Required actions:
- 1) In the article on eucharistic ministers at Mercy Medical Center, about how many patients a day ask to receive the Eucharist?
- 2) In the article on eucharistic ministers at Mercy Medical Center, retype everything from "Eucharistic ministers assist" down to "in their rooms.".
- 3) According to the article on eucharistic ministers at Mercy Medical Center, why are more volunteers needed even though the hospital has about 13 eucharistic ministers?

Passage shown:

***

By JOANNE FOX
The Eucharist is a spiritual food that strengthens Catholics to live out their Christian lives. For the sick, it nourishes and gives them spiritual strength.
Father Anthony Nwudah, chaplain at Mercy Medical Center – Sioux City, expressed his gratitude for individuals serving as Extraordinary Ministers of Holy Communion, but he emphasized that more volunteers are needed.
“As a Catholic hospital, daily reception of the Eucharist for the Catholic patients is a priority,” he said.
Father Nwudah joined the spiritual care team of the hospital in 2016. He previously served as a tribunal judge in the Diocese of Austin, Texas, where he received his Clinical Pastoral Education at Seton Medical Center and became board-certified with the National Association of Catholic Chaplains.
On the average, about 30 patients a day will indicate their wish to receive the Eucharist, Father Nwudah reported.
Eucharistic ministers assist the spiritual care team to ensure that Catholic patients who wish to receive Communion every day – who are unable to attend Mass in the hospital chapel – have the Eucharist brought to them in their rooms.
Volunteers come primarily from parishes in the Diocese of Sioux City, but Father Nwudah emphasized ministers from nearby parishes in the Archdiocese of Omaha and Diocese of Sioux Falls would be welcomed and be expected to comply with diocesan guidelines.
“We have about 13 eucharistic ministers,” he said. “But the challenge is how often they volunteer. Some volunteers are only available once a week, some are available twice a month, and some are available only once a month.”
“When someone offers to distribute Communion, we work with the Diocese of Sioux City to make sure they have met the requirements for the ministry,” said the priest, who received his master’s degree in theology from the University of Calabar, Nigeria. (See guidelines.)
The Eucharist is made available each day to every Catholic patient who is a communicant. Typically, the volunteers distribute the Eucharist before noon. Those who are unable to receive the Eucharist at that time are revisited later.
Father Nwudah, who was ordained a priest in 1990 in the Diocese of Ahiara, Nigeria, asked that individuals prayerfully consider volunteering for this ministry.
“I hope people will examine the gifts God has given them and how they are being called to use them and respond,” he said.
Individuals who assist with duties at Mercy Medical Center are called Volunteer Ambassadors. Typically, a volunteer in any area of the hospital would be required to fill out an application and health questionnaire, agree to a background check and drug test, be personally interviewed and participate in an orientation.
Those interested in volunteering as an extraordinary minister of Holy Communion, should contact Mercy’s Director of Mission Integration Mary Hendriks, at (712) 279-2003.
Diocese of Sioux City Guidelines for Eucharistic Ministers
- The pastor of the parish shall oversee the selection of Extraordinary Ministers of Holy Communion.
- Once persons have been selected to serve, the pastor shall submit these names on the proper form, with a letter of request to the diocese’s Office of Worship, which will coordinate the bishop’s approval and mandate.
- Those who are invited to serve in this ministry shall be: aged 18 or older, baptized and confirmed Roman Catholics, regularly sharers in the Eucharist, in good standing according to the law of the church and capable of adhering to the church’s procedures.
- Those chosen must make a public profession of faith and be deemed responsible to carry out the mandate entrusted to them. Those interested in serving as a eucharistic minister should contact the parish in which they are registered for more details.

***

Material provided:

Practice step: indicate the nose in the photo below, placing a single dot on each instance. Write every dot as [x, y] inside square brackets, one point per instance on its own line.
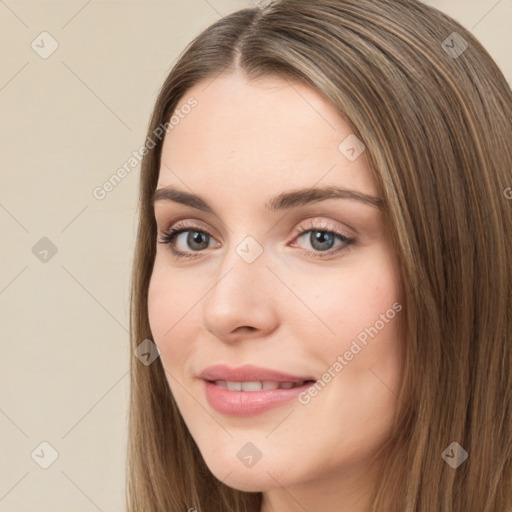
[242, 299]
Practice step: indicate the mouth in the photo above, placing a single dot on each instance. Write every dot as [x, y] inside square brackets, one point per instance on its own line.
[250, 390]
[259, 385]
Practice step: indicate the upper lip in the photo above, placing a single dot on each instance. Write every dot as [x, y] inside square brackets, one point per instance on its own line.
[248, 373]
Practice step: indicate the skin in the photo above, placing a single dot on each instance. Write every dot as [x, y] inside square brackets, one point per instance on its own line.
[243, 143]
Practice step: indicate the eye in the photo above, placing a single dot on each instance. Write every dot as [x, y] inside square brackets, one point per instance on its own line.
[322, 239]
[192, 237]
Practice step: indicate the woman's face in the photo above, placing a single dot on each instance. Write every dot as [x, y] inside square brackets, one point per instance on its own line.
[250, 289]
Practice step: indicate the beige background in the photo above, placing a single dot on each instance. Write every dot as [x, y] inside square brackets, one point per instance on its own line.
[68, 123]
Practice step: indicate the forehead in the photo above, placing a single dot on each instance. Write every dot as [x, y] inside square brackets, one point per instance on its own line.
[267, 134]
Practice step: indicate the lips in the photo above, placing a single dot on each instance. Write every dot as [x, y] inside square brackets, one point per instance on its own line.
[250, 390]
[251, 374]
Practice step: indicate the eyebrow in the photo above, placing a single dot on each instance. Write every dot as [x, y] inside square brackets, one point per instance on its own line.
[283, 201]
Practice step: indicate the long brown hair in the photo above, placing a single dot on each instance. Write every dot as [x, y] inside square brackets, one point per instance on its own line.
[435, 114]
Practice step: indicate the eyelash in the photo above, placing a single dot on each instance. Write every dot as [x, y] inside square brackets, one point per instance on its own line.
[169, 236]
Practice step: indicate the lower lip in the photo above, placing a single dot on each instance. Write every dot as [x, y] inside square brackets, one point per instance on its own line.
[247, 403]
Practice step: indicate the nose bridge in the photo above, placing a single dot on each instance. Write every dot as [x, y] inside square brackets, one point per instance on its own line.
[242, 267]
[239, 296]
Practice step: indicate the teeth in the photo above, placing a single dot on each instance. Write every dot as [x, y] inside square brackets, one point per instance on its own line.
[269, 385]
[234, 386]
[266, 385]
[252, 386]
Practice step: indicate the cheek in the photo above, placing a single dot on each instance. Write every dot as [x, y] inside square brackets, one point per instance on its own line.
[171, 312]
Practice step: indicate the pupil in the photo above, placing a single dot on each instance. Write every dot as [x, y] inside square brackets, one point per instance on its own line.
[318, 240]
[196, 237]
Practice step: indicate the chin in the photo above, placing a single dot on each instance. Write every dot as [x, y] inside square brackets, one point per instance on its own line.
[255, 479]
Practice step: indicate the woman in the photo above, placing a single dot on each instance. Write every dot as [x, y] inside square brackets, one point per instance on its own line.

***

Answers below:
- 1) About 30 patients a day.

- 2)
Eucharistic ministers assist the spiritual care team to ensure that Catholic patients who wish to receive Communion every day – who are unable to attend Mass in the hospital chapel – have the Eucharist brought to them in their rooms.

- 3) The challenge is how often the ministers can volunteer. Some are available only once a week, some twice a month, and some only once a month.